**Text shown**

::::::

The traffic aircraft in the experiment scenarios were provided by 12 pilot-station ASTOR computers (controlled 
by subject pilots), 63 batch ASTOR computers (non-piloted), and up to 557 lower fidelity aircraft modeled by a 
single TMX computer (also non-piloted). The function of the hundreds of TMX aircraft was to create the required 
traffic density and to provide ADS-B message broadcasts of aircraft performing AFR procedures. For this purpose, 
TMX aircraft included capabilities for conflict detection and resolution; however, their separation performance was 
not the subject of the airborne concept experiment. 

Each ASTOR computer simulated one aircraft at medium fidelity. ASTOR has realistic displays and controls 
representative of a Boeing 777 and a six degree-of-freedom flight performance model representative of a medium- 
sized twin-engine transport aircraft. For the functions required in this experiment, the auto-flight system and FMS 
were fully functional. Its digital avionics data bus emulates realistic internal and external data communications. 18 
ASTOR supports trajectory uplink and auto-load, a capability in this experiment used for loading RTAs. ASTOR is 
controlled by subject pilots using a desktop computer mouse. When used in the non-piloted batch mode, a pilot 
model automatically operates the flight controls in real time according to standard AFR procedures. 

Since all aircraft in this experiment were AFR, and no aircraft entered terminal airspace during the simulation 
runs, no interactive ATC simulation component was required to accomplish the experiment objectives. Though 
ATC would normally assign schedule constraints dynamically, RTAs were predetermined for this experiment and 
sent as scripted data link messages at scheduled times during the appropriate scenarios. Each scenario contained 75 
aircraft with destination airports in the vicinity of the experiment airspace for which arrival scheduling was scripted. 
Of these 75 aircraft, 12 were ASTORs flown by the subject pilots, and the remaining 63 aircraft were ASTORs 
flown by the pilot model. For runs that included schedule constraints, these 75 aircraft received data link messages 
containing their RTA. The remaining several hundred aircraft were departures and overflights and were not subject 
to arrival scheduling constraints.

::::::

Dataset entries about object locations
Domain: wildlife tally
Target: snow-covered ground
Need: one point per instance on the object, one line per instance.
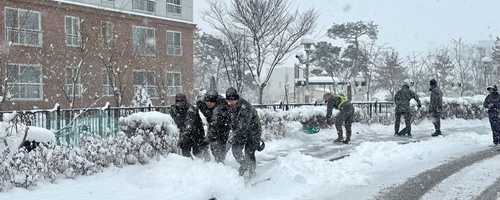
(291, 169)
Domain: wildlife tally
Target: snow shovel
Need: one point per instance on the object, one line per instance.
(405, 131)
(311, 130)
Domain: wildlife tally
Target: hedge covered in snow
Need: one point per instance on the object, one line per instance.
(146, 136)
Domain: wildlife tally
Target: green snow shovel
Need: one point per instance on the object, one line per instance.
(311, 130)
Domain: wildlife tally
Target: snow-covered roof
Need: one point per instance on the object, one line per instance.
(325, 80)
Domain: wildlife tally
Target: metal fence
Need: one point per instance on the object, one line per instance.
(68, 123)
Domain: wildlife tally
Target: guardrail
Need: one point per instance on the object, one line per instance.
(103, 121)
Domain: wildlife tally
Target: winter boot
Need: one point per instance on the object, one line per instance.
(242, 169)
(347, 138)
(340, 137)
(437, 133)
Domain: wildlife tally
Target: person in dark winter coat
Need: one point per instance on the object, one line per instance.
(187, 119)
(345, 116)
(492, 102)
(402, 100)
(436, 107)
(246, 131)
(215, 110)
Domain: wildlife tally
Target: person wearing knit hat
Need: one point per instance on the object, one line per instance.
(402, 100)
(245, 138)
(215, 109)
(191, 132)
(435, 107)
(492, 103)
(344, 117)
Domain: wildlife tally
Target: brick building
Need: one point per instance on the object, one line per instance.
(84, 53)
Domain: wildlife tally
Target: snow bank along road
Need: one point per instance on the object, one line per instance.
(417, 187)
(466, 177)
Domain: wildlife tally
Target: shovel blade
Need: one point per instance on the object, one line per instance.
(403, 132)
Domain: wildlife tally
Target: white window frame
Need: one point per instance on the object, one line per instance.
(143, 44)
(107, 90)
(71, 73)
(174, 47)
(144, 5)
(20, 33)
(174, 83)
(72, 30)
(108, 32)
(148, 82)
(24, 88)
(174, 7)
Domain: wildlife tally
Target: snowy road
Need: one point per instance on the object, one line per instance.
(379, 166)
(449, 180)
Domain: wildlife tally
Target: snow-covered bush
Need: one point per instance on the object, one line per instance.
(155, 128)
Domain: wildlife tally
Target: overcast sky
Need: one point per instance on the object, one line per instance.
(408, 25)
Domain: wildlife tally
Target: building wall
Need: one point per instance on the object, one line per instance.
(275, 89)
(54, 56)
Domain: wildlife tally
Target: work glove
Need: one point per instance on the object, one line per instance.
(328, 120)
(228, 146)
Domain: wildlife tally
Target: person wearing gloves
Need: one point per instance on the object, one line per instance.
(492, 103)
(191, 133)
(435, 107)
(340, 102)
(402, 100)
(215, 109)
(246, 132)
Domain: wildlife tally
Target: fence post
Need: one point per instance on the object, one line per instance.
(47, 119)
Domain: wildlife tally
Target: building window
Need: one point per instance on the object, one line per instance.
(106, 84)
(108, 33)
(25, 81)
(72, 31)
(23, 27)
(146, 80)
(144, 5)
(174, 46)
(174, 83)
(73, 82)
(174, 7)
(144, 42)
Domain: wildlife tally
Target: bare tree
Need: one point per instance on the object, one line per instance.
(440, 67)
(416, 70)
(391, 73)
(374, 55)
(463, 59)
(268, 27)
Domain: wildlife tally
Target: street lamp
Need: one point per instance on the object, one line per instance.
(308, 43)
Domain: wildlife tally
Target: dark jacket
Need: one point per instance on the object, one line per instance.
(337, 103)
(218, 120)
(493, 98)
(402, 99)
(189, 123)
(245, 122)
(436, 104)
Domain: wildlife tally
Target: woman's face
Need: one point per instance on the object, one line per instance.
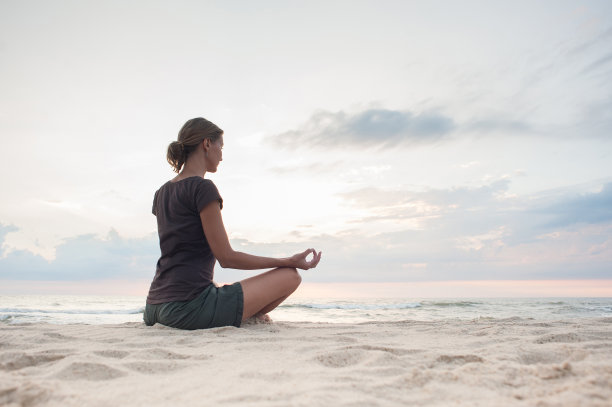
(215, 155)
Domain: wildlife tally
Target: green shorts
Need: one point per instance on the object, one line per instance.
(215, 306)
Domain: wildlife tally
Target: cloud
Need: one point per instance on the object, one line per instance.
(370, 128)
(597, 64)
(592, 208)
(463, 234)
(86, 257)
(4, 230)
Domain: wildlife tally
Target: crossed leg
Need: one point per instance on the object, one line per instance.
(266, 291)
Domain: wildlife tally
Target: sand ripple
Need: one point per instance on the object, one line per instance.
(509, 362)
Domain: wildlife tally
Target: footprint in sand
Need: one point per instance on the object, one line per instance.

::::::

**Instructions**
1. According to the flight simulation text, what aircraft are ASTOR's displays and controls representative of?
2. Please copy the flight simulation text word for word, starting with "Each ASTOR computer" and going on through "standard AFR procedures.".

**Solved problems**
1. A Boeing 777.

2.
Each ASTOR computer simulated one aircraft at medium fidelity. ASTOR has realistic displays and controls 
representative of a Boeing 777 and a six degree-of-freedom flight performance model representative of a medium- 
sized twin-engine transport aircraft. For the functions required in this experiment, the auto-flight system and FMS 
were fully functional. Its digital avionics data bus emulates realistic internal and external data communications. 18 
ASTOR supports trajectory uplink and auto-load, a capability in this experiment used for loading RTAs. ASTOR is 
controlled by subject pilots using a desktop computer mouse. When used in the non-piloted batch mode, a pilot 
model automatically operates the flight controls in real time according to standard AFR procedures.